START Data section

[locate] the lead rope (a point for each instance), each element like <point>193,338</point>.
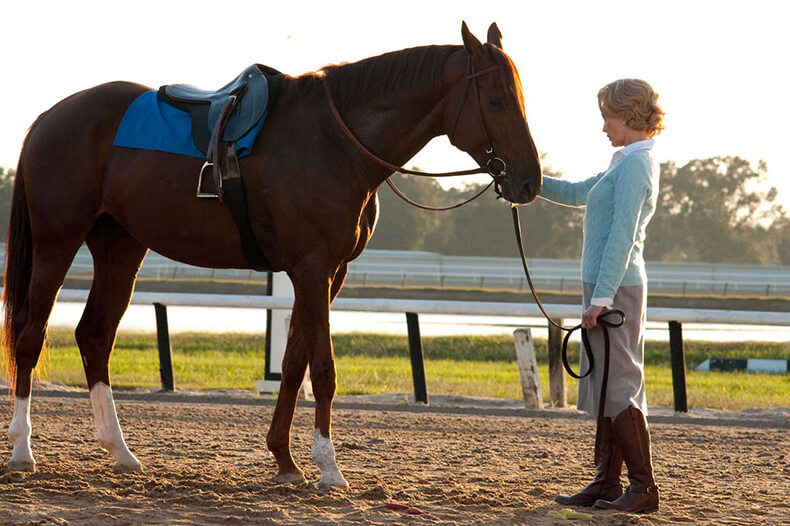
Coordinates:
<point>603,321</point>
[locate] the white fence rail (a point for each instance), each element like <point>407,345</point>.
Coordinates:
<point>675,317</point>
<point>425,269</point>
<point>526,310</point>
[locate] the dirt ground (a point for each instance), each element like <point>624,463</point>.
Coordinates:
<point>205,462</point>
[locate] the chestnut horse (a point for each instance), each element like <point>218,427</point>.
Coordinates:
<point>312,205</point>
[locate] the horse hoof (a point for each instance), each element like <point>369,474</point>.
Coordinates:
<point>21,466</point>
<point>128,468</point>
<point>325,486</point>
<point>296,477</point>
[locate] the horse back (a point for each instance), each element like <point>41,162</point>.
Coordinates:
<point>73,139</point>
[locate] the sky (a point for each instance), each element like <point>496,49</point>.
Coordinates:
<point>719,67</point>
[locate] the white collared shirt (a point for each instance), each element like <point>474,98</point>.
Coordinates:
<point>618,156</point>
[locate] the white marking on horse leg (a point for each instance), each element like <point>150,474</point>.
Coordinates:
<point>19,434</point>
<point>108,430</point>
<point>323,453</point>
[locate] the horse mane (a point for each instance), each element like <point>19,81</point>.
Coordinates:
<point>386,74</point>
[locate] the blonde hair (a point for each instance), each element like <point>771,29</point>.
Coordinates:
<point>635,101</point>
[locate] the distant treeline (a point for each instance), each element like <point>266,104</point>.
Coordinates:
<point>709,210</point>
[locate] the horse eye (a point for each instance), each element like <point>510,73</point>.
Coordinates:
<point>495,103</point>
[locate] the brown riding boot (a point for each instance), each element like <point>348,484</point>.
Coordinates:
<point>606,484</point>
<point>633,439</point>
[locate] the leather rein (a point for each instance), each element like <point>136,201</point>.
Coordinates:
<point>496,167</point>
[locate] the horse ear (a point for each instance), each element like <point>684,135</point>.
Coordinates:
<point>495,36</point>
<point>471,44</point>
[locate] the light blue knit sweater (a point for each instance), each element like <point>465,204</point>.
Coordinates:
<point>620,203</point>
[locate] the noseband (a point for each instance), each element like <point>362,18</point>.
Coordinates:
<point>495,166</point>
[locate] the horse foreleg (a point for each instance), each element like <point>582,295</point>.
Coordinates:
<point>279,438</point>
<point>323,377</point>
<point>116,260</point>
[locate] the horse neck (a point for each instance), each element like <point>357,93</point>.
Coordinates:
<point>395,121</point>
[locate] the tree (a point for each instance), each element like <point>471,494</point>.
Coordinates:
<point>711,210</point>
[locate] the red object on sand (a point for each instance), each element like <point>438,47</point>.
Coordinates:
<point>396,506</point>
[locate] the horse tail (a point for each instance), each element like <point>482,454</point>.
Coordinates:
<point>18,267</point>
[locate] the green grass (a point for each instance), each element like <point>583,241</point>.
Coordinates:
<point>464,365</point>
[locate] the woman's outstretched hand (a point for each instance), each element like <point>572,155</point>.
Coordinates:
<point>590,317</point>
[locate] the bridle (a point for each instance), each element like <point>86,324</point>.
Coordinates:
<point>495,166</point>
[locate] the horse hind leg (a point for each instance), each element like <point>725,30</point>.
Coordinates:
<point>48,269</point>
<point>116,259</point>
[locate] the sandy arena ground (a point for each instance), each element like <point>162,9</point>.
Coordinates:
<point>205,462</point>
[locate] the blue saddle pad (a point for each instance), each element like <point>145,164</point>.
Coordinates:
<point>150,124</point>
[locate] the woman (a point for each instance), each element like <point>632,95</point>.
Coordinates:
<point>619,204</point>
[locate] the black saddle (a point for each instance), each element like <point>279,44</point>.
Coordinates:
<point>255,90</point>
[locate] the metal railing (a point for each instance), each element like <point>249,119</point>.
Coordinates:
<point>424,269</point>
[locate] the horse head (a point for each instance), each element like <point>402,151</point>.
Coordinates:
<point>485,117</point>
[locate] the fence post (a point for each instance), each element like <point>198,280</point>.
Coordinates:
<point>678,356</point>
<point>163,342</point>
<point>528,368</point>
<point>556,370</point>
<point>417,358</point>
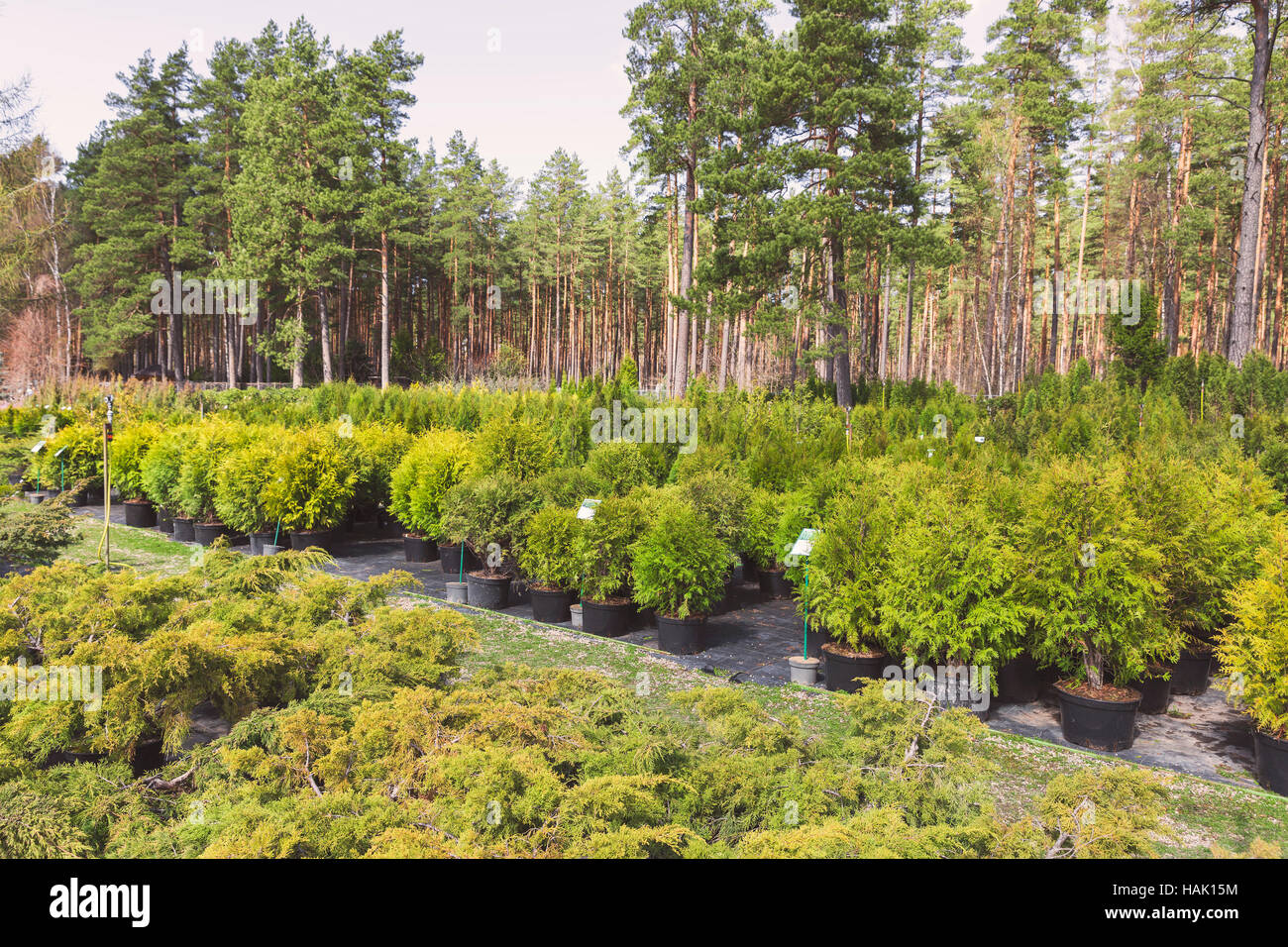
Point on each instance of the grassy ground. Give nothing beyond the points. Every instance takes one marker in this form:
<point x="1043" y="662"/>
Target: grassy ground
<point x="1205" y="814"/>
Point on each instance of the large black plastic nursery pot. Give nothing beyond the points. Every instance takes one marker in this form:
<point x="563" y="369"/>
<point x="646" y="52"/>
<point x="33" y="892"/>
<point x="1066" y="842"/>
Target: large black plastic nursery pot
<point x="1192" y="672"/>
<point x="1271" y="762"/>
<point x="606" y="618"/>
<point x="140" y="513"/>
<point x="682" y="635"/>
<point x="845" y="669"/>
<point x="419" y="549"/>
<point x="487" y="590"/>
<point x="552" y="605"/>
<point x="776" y="583"/>
<point x="303" y="539"/>
<point x="1155" y="690"/>
<point x="1018" y="681"/>
<point x="1099" y="724"/>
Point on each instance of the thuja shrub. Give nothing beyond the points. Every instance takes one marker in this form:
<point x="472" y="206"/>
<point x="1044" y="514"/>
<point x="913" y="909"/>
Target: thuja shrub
<point x="202" y="455"/>
<point x="849" y="558"/>
<point x="548" y="552"/>
<point x="377" y="450"/>
<point x="434" y="463"/>
<point x="679" y="565"/>
<point x="81" y="445"/>
<point x="617" y="468"/>
<point x="1253" y="651"/>
<point x="161" y="464"/>
<point x="519" y="447"/>
<point x="604" y="548"/>
<point x="243" y="479"/>
<point x="948" y="589"/>
<point x="129" y="449"/>
<point x="1091" y="577"/>
<point x="485" y="512"/>
<point x="316" y="479"/>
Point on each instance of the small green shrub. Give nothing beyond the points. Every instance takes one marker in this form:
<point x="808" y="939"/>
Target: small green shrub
<point x="434" y="463"/>
<point x="241" y="482"/>
<point x="1253" y="651"/>
<point x="129" y="447"/>
<point x="617" y="468"/>
<point x="161" y="466"/>
<point x="679" y="565"/>
<point x="548" y="553"/>
<point x="378" y="449"/>
<point x="604" y="548"/>
<point x="487" y="512"/>
<point x="314" y="483"/>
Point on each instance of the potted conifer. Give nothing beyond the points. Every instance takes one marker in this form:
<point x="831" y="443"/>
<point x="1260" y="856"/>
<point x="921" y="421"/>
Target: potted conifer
<point x="603" y="551"/>
<point x="678" y="570"/>
<point x="1093" y="579"/>
<point x="434" y="463"/>
<point x="546" y="556"/>
<point x="1253" y="652"/>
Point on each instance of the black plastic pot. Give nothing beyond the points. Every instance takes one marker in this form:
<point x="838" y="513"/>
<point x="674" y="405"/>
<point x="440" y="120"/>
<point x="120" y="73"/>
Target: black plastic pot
<point x="450" y="558"/>
<point x="140" y="513"/>
<point x="419" y="549"/>
<point x="258" y="540"/>
<point x="303" y="539"/>
<point x="550" y="604"/>
<point x="1018" y="681"/>
<point x="776" y="583"/>
<point x="682" y="635"/>
<point x="205" y="534"/>
<point x="1192" y="672"/>
<point x="488" y="591"/>
<point x="1095" y="723"/>
<point x="1155" y="690"/>
<point x="606" y="618"/>
<point x="1271" y="762"/>
<point x="846" y="672"/>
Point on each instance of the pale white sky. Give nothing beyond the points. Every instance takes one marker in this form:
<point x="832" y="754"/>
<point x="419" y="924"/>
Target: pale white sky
<point x="555" y="81"/>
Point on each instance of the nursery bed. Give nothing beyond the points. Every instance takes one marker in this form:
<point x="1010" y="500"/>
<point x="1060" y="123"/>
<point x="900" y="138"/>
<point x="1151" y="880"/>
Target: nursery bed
<point x="1201" y="736"/>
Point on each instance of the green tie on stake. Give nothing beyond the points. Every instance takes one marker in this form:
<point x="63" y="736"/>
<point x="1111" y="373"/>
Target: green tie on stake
<point x="800" y="551"/>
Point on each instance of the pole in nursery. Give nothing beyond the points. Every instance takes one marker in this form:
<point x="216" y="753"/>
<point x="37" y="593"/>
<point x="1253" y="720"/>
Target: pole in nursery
<point x="804" y="669"/>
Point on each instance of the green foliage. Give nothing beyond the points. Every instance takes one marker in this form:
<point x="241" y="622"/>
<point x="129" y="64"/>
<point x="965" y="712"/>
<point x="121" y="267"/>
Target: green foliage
<point x="314" y="483"/>
<point x="434" y="463"/>
<point x="679" y="565"/>
<point x="618" y="467"/>
<point x="161" y="466"/>
<point x="1093" y="579"/>
<point x="1253" y="651"/>
<point x="378" y="450"/>
<point x="129" y="447"/>
<point x="548" y="552"/>
<point x="243" y="479"/>
<point x="485" y="510"/>
<point x="34" y="534"/>
<point x="81" y="445"/>
<point x="515" y="446"/>
<point x="604" y="548"/>
<point x="202" y="455"/>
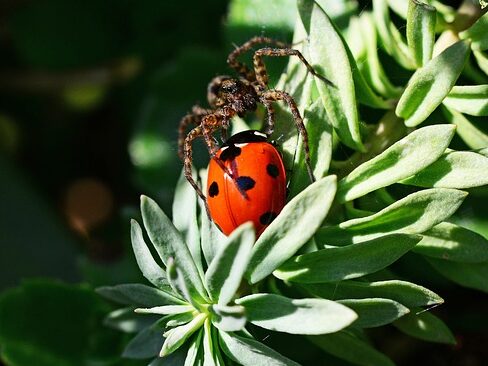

END Data section

[Prompt] The response must hold only the lines above from the line with "[locate] the leather" through the line with "[locate] the light", each copied exactly, both ends kept.

[Output below]
[locate] the leather rein (a point for each instance), each element like <point>136,201</point>.
Coordinates:
<point>496,167</point>
[locate] the horse ear (a point for each instance), each element like <point>684,135</point>.
Coordinates:
<point>495,36</point>
<point>471,44</point>
[locate] the light blue knit sweater (a point for each instance), each element like <point>465,204</point>.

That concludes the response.